> [Requests]:
a) According to the passage on Frederick Douglass's early life, in what year did Aaron Anthony "loan" Douglass to Hugh Auld?
b) List every member of the Auld family named in the passage on Frederick Douglass's early life.
c) Resume the passage on Frederick Douglass's early life after its final sentence.

> [Extract provided]:
——

Thanks largely to his own autobiographical writings and the dedicated work of his biographers, the details of Frederick Douglass’s life are better known than those of any other nineteenth-century African American. He was born on a tobacco plantation on the eastern shore of Maryland and given the name Frederick Augustus Washington Bailey. His mother Harriet was a slave, but his grandmother Betsy Bailey raised him. Soon after Douglass’s birth, Harriet was hired out to work on another farm, and she could visit her son only infrequently. Her mother Betsy Bailey was a strong woman, proud of a lineage that she could trace back several generations to a slave “Baly,” imported from the West Indies but perhaps born in Africa. In her remote cabin, she raised her grandson until the age of six, when she delivered him to the Wye House plantation, the ancestral base of the powerful Lloyd family. Without advanced warning, Betsy left young Frederick at Wye House and never saw him again as a child, thus ending, according to Nathan I. Huggins, Douglass biographer, “his only real attachment to family.”6


Wye House—Entrance Front. Z24.565VF. Courtesy of the Maryland Historical Society.

Douglass’s owner was Aaron Anthony, the Lloyd’s principal overseer. Anthony, who some believed was his father, put the boy to work assisting his cook. While still a child, Douglass, hiding in a closet, witnessed Anthony sadistically whip his aunt Hester. He later graphically recounted this and many other inhumane attacks as regular features of slave life on the Lloyd plantation. In contrast, Anthony often indulged young Douglass and allowed him to serve as a companion of one of the Lloyd’s male children. The two roamed the forests and swamps, with the young Lloyd shooting game and Douglass retrieving it. Through his contact with the Lloyds, Douglass had a glimpse of an affluent lifestyle far beyond the imaginings of most slaves. As a boy, he sat on the banks of the Chesapeake Bay and dreamed of a better life while watching ships sail by on their way to the far corners of the world. In later antislavery speeches and in his autobiographies, Douglass often recounted details of these early experiences. Not only did he describe his own treatment in order to condemn the inherent inhumanity of the institution of slavery, but he also extolled the importance of family relationships that he had known briefly, if at all.

A significant turning point in Douglass’s life came in 1826 when Anthony “loaned” the young slave to his daughter’s brother-in-law, Hugh Auld. Auld was a Baltimore shipwright who wanted the young slave as companion for his own son, “Tommy,” and as a helper around the house for his wife, Sophia Auld, who had never before had a slave under her control. According to Dickson Preston, Douglass biographer, “she could no more treat him as an inferior than one of her own children.”7 Sophia Auld even began to teach the black youth to read. When her husband discovered this, he ordered these lessons ended, declaring, as Douglass recalled, “learning would do him no good, but probably, a great deal of harm—making him disconsolate and unhappy. If you learn him now to read, he’ll want to know how to write; and, this accomplished, he’ll be running away with himself.”8 If anything, Auld’s opposition encouraged Douglass to become literate. He bribed local school children with sweets stolen from the Auld’s kitchen to continue his education until he had mastered reading.

——

> [Listed records]:
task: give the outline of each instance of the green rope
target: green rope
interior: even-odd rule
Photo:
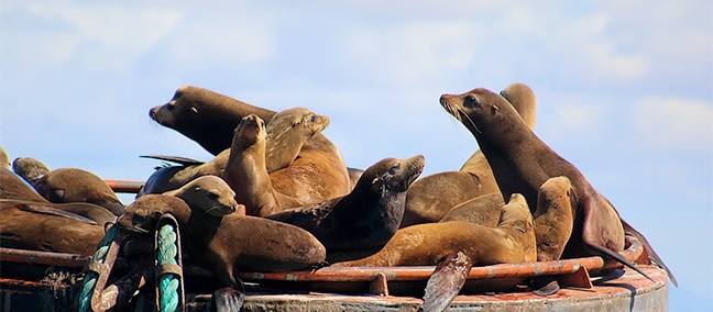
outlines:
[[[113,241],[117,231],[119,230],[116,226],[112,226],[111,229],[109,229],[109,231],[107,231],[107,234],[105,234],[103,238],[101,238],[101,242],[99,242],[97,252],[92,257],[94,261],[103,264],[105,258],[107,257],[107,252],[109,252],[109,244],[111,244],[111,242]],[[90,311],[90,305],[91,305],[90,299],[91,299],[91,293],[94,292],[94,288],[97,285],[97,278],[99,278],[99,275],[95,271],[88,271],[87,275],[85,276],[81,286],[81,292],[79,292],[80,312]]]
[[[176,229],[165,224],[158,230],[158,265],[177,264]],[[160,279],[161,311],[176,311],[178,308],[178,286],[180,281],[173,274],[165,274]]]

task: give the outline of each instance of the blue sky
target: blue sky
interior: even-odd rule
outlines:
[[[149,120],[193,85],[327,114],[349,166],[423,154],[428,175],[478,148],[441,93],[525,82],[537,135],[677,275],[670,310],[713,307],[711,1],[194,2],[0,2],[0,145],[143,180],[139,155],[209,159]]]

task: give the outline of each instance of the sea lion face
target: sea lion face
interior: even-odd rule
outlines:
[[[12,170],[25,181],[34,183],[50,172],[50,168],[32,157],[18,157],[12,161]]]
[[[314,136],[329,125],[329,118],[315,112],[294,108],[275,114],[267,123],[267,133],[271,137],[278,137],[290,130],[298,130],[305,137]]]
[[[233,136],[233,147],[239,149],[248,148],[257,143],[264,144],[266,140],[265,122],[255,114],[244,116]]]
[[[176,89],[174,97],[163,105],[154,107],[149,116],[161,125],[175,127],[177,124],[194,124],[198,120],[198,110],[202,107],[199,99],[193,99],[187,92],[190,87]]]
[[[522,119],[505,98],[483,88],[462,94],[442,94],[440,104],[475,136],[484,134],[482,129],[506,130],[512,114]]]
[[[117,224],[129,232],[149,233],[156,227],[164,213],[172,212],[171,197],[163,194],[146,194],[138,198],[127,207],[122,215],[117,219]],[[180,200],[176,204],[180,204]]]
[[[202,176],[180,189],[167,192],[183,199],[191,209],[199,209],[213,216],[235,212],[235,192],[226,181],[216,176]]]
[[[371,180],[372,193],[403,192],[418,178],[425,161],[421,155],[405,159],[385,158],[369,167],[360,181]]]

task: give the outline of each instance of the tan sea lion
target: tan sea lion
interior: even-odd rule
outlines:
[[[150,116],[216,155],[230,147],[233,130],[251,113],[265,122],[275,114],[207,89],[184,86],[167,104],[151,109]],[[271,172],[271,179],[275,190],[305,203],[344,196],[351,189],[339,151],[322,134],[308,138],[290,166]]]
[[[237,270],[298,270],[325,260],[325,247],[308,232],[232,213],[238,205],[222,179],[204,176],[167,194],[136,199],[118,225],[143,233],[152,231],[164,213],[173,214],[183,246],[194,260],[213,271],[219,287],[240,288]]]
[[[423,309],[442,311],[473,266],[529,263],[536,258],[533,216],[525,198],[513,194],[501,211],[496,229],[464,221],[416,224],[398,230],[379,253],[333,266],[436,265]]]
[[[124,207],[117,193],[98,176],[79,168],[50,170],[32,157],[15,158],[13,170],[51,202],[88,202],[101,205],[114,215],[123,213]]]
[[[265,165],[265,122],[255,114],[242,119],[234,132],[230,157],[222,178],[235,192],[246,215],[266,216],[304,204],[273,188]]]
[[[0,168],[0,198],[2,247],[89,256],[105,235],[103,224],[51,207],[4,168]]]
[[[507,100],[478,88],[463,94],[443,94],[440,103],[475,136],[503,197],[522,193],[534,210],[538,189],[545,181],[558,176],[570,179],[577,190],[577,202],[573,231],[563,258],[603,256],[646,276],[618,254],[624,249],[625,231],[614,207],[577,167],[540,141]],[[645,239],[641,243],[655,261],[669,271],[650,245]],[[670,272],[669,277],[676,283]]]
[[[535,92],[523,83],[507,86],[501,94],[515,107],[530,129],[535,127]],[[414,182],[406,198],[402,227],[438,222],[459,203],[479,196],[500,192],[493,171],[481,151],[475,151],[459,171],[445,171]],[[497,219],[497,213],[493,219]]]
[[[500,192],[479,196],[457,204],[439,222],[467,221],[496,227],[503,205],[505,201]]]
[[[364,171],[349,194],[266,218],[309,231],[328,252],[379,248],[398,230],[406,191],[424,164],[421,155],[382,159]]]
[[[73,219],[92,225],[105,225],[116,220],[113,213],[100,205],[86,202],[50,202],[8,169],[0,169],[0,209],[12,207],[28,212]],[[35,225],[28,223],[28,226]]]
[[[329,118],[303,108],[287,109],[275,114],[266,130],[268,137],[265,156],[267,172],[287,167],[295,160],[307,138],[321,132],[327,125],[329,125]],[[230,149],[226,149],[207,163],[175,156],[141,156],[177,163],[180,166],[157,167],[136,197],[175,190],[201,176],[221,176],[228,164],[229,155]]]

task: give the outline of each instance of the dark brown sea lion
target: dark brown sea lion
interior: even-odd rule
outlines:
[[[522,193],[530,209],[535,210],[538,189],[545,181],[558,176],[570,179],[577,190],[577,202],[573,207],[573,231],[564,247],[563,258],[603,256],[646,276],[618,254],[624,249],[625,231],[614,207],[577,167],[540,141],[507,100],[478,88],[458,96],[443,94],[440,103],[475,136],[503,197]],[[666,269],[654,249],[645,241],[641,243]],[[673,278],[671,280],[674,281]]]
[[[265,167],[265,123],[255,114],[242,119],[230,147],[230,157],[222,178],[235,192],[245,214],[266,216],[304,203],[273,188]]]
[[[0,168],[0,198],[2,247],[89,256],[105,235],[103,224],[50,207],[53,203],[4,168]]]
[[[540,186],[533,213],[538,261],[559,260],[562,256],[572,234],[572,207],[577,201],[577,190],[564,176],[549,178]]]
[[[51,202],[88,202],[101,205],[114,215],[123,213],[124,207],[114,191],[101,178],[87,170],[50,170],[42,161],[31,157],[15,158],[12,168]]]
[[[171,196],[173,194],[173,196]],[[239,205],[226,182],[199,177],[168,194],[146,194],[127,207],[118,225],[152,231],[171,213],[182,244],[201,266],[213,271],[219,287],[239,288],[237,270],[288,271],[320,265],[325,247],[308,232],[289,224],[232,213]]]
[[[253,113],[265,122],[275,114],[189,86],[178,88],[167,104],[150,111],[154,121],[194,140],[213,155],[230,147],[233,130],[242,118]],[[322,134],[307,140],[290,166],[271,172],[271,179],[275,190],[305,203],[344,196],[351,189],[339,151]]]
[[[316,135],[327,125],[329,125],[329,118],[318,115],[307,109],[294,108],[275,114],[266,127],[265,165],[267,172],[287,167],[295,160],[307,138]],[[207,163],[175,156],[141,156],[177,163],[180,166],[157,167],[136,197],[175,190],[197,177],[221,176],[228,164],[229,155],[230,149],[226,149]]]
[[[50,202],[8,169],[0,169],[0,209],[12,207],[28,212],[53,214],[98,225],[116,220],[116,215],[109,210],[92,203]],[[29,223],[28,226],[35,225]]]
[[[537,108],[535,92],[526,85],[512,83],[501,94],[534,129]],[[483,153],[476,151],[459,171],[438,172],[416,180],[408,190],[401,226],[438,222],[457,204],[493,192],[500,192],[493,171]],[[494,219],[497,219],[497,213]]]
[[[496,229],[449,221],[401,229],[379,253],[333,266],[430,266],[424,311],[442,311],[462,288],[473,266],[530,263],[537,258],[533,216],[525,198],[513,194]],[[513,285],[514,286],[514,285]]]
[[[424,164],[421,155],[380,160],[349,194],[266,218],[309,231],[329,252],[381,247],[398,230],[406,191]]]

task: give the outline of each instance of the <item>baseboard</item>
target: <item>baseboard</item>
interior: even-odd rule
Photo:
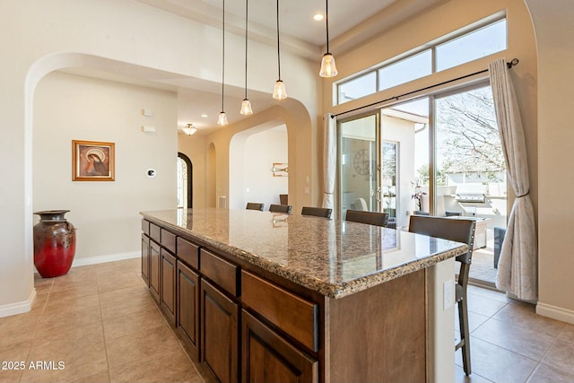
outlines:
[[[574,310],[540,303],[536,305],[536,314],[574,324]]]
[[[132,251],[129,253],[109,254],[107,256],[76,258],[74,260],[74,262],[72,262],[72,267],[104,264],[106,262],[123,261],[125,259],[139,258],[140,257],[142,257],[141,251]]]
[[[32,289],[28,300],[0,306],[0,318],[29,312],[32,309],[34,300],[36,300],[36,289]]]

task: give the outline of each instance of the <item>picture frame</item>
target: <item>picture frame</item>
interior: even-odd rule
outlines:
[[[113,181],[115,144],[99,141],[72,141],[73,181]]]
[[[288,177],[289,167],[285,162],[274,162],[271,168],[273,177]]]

——

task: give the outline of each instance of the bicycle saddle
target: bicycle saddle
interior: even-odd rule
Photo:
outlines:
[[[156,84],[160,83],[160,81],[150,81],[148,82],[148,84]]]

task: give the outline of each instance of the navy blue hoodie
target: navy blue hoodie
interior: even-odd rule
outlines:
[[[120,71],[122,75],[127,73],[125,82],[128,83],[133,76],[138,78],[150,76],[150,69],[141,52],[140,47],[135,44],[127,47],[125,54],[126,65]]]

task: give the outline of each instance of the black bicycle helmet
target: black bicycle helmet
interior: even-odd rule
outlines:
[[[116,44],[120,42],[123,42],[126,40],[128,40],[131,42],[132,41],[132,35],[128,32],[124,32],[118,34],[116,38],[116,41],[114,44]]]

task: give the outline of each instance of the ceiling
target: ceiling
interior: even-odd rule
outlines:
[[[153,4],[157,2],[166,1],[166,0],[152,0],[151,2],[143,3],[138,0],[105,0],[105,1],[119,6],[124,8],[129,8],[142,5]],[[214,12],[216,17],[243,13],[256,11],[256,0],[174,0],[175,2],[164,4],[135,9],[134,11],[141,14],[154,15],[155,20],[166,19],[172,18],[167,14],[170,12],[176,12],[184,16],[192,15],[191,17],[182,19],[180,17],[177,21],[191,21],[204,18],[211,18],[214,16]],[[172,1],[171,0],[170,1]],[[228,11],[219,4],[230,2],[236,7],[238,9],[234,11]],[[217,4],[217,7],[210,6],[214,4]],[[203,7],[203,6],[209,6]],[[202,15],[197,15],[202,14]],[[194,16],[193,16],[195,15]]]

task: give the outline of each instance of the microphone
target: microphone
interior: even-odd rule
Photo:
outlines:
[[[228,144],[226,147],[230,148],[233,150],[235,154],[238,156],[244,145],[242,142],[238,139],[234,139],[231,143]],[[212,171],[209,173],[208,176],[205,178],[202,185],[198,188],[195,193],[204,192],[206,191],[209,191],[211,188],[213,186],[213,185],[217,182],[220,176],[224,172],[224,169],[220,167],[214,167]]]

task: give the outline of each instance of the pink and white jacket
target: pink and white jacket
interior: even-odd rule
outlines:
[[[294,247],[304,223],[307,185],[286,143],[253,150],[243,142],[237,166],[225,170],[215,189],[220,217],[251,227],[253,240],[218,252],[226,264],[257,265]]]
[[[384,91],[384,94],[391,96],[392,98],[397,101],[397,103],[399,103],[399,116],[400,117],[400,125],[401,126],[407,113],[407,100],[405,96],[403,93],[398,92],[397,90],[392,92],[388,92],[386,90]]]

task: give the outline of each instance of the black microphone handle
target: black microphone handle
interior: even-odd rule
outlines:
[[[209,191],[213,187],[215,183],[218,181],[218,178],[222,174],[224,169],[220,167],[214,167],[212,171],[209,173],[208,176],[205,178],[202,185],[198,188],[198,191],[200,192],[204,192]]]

——

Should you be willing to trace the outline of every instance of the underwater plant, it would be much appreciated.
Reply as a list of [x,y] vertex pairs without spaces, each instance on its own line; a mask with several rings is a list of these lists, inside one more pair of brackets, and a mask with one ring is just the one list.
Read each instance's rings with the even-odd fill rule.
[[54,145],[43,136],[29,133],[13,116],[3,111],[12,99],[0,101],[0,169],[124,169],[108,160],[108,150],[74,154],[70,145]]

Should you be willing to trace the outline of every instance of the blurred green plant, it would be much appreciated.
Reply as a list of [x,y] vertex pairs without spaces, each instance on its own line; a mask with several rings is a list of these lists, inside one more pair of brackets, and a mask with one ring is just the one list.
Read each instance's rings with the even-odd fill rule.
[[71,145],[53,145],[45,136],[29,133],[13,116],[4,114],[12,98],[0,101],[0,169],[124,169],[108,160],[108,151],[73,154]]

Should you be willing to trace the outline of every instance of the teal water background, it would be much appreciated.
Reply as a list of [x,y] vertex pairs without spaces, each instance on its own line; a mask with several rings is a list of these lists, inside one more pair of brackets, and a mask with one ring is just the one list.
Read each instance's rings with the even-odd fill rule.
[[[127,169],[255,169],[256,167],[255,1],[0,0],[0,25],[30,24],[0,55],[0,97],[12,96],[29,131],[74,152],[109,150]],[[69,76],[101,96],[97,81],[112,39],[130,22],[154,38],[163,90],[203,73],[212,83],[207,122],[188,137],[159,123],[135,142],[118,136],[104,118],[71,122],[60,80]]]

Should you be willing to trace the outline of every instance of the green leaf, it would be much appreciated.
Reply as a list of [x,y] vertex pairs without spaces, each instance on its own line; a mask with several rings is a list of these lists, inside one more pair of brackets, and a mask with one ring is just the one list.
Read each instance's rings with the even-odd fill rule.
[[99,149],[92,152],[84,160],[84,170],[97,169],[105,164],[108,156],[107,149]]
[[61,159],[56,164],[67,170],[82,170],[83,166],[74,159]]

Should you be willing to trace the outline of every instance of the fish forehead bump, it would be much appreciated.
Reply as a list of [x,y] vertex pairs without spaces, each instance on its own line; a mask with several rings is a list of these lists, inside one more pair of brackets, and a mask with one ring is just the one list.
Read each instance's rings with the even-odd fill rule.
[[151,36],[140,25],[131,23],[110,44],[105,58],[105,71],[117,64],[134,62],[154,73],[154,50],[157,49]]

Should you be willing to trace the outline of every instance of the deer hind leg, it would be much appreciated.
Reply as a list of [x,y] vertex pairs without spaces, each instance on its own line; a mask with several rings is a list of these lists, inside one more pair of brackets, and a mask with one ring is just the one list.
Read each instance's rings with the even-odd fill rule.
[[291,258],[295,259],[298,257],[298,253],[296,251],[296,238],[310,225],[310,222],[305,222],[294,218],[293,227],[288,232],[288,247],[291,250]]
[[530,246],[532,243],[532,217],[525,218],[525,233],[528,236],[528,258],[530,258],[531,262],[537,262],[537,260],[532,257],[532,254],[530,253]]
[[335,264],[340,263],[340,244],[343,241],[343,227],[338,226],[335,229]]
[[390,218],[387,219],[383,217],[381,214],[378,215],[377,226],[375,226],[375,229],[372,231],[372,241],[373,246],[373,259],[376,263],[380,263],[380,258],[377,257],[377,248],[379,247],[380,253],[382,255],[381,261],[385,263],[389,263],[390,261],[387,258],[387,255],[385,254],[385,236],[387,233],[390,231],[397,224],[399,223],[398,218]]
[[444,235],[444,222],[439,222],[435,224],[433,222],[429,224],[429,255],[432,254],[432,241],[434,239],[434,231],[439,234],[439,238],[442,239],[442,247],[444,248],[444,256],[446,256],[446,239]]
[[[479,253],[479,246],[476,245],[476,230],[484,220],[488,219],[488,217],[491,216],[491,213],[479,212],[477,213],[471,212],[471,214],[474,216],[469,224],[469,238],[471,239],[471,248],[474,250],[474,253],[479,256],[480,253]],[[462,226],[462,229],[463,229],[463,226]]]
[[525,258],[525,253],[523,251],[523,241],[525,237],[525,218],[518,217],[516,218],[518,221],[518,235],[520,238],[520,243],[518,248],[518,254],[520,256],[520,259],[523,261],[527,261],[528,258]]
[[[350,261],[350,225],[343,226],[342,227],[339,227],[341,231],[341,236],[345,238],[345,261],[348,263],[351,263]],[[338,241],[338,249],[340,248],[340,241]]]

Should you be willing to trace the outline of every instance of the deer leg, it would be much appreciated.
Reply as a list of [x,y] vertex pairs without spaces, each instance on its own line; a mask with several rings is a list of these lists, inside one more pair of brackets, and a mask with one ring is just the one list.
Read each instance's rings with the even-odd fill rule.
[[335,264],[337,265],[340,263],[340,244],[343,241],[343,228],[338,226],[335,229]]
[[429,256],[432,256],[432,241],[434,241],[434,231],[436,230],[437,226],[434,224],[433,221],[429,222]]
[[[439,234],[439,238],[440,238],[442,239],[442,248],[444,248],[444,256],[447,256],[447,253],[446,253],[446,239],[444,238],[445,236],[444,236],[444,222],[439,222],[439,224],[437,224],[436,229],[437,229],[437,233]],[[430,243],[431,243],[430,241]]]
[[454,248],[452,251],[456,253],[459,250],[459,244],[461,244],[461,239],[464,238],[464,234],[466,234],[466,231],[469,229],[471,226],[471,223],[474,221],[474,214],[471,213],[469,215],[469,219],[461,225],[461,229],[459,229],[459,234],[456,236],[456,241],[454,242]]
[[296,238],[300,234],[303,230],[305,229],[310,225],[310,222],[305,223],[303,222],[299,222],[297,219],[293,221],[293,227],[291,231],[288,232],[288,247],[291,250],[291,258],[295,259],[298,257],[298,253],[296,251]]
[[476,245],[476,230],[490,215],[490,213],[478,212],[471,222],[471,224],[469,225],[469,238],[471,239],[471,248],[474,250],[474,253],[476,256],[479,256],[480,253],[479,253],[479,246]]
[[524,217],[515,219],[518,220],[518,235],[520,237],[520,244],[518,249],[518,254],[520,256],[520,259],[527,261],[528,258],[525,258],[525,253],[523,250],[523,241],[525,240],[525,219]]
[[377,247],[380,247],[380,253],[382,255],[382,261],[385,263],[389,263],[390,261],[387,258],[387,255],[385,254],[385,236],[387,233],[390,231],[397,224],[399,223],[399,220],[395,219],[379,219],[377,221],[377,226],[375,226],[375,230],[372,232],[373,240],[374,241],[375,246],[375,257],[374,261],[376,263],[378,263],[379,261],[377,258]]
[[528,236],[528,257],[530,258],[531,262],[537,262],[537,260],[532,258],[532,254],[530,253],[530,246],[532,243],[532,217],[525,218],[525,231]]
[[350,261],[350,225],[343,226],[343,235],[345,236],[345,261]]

——

> [Responses per task]:
a) 1826

b) Hugh Auld, Sophia Auld, and their son "Tommy"

c)
At some point in his Baltimore youth, Douglass acquired a copy of Caleb Bingham’s textbook on English grammar and rhetoric, the Columbia Orator, first published in 1797. This work contained excerpts from speeches by such famous orators as Cicero, William Pitt, and Charles James Fox. Not only did these men’s words serve as models that inspired the young Douglass to enter public life, but also an essay on oratorical skills added by Bingham influenced his later speaking style. William McFeely, Douglass biographer, has observed that Douglass took to heart Bingham’s analysis of Cicero: “The best judges of the ancients have represented Pronunciation, which they likewise called Action, as the principal part of an orator’s province.” According to McFeely, Douglass thereafter believed that if “he could say words—say them correctly, say them beautifully, [he] could act; he could matter in the world.”9 Much of the striving for eloquent expression that marked Douglass’s speeches can be traced to his absorption of Bingham’s lessons.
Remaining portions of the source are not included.